_OBJECTIVE_
Gather every line of the listing below that contains the word "officer", and copy each one out.

_SUPPLIED ENTRIES_
-.-.-
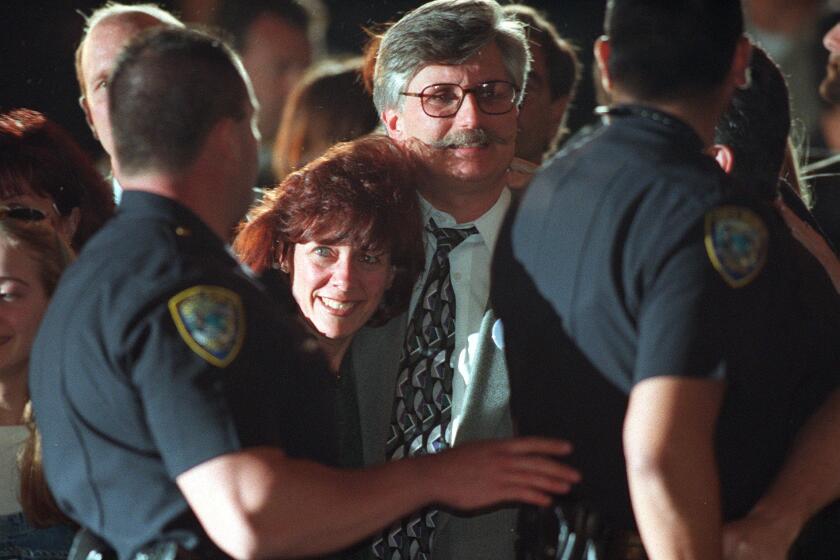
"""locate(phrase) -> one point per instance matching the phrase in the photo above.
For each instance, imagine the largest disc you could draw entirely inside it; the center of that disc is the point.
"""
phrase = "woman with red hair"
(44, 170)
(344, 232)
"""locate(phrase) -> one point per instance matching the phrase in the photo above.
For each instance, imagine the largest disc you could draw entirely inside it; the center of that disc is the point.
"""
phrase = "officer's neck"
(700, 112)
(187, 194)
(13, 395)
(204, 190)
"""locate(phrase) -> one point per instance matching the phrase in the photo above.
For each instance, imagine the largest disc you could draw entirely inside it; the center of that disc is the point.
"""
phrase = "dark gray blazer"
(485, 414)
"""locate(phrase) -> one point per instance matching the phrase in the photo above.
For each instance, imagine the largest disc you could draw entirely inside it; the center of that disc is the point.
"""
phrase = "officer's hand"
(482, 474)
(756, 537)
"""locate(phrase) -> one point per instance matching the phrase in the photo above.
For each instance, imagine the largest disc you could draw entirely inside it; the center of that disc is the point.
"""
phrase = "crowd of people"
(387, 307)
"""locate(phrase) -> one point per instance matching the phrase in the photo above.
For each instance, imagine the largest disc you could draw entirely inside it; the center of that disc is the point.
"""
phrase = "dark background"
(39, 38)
-.-.-
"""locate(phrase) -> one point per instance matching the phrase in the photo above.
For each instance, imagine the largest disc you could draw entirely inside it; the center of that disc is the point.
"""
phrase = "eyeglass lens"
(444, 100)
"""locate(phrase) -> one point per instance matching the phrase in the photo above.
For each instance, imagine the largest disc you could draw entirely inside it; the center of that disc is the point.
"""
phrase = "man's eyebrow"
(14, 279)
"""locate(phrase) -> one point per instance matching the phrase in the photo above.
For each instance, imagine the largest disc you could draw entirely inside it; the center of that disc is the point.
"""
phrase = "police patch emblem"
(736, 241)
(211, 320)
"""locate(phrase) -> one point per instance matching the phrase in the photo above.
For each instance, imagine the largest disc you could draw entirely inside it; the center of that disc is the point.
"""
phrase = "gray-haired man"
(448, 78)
-.-.-
_FULL OUTPUT_
phrase = "officer's neck"
phrase = "officer's hand"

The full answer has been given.